### [Your assignment]
Word for word, restate the lines from the top of the records below through the line with "Target: blurred crowd", both included, with no pictures in the result.

### [Records provided]

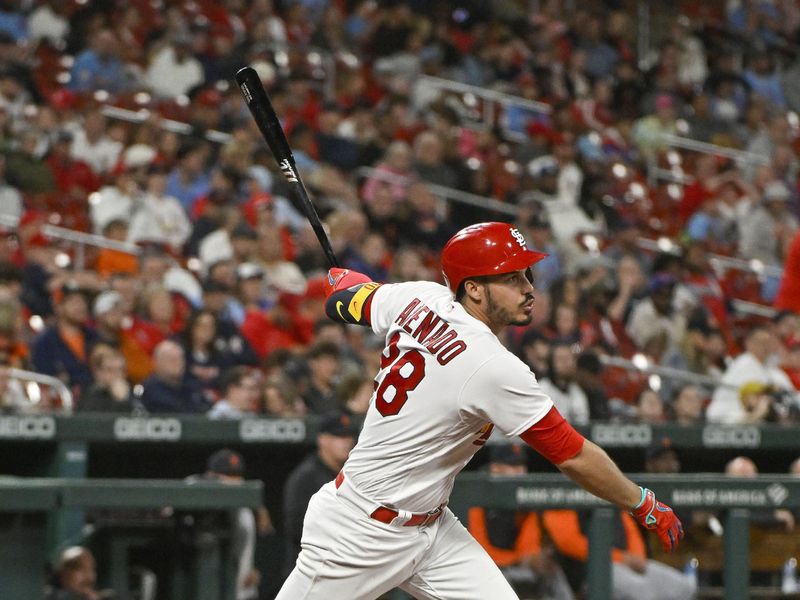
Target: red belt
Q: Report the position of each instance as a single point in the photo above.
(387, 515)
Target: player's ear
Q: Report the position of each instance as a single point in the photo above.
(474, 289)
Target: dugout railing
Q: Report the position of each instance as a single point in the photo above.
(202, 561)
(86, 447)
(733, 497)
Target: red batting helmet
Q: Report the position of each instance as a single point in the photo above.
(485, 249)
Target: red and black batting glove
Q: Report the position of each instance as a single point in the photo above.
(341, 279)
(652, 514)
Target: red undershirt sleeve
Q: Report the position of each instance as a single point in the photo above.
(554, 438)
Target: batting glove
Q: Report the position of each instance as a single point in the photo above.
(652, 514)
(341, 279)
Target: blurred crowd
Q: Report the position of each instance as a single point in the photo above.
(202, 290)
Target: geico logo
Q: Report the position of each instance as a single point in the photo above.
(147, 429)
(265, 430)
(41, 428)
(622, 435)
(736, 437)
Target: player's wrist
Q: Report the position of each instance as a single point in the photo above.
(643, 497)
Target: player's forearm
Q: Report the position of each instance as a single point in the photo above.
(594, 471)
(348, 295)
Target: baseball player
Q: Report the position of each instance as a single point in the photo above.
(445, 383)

### [Response to this task]
Target: red belt
Q: Report the position of each instance as a single point in the photo above.
(387, 515)
Target: player's ear
Q: Report the position of each instance as a single point in the photo above.
(474, 289)
Target: dugout railing
Q: Report the position of each instance as a single point in the photo above.
(202, 561)
(86, 447)
(733, 497)
Target: red batting helmet
Q: Report the position of each instance as a single point in the photo above.
(485, 249)
Target: red and black batting glove
Q: Report the position of each instance as a single point in the photo above.
(341, 279)
(652, 514)
Target: red undershirt sleeve
Q: Report the position of each instance as a single point in the photo above.
(554, 438)
Target: batting glove
Q: Report the position of each instance as a single point in the photo above.
(652, 514)
(341, 279)
Target: blurred crowd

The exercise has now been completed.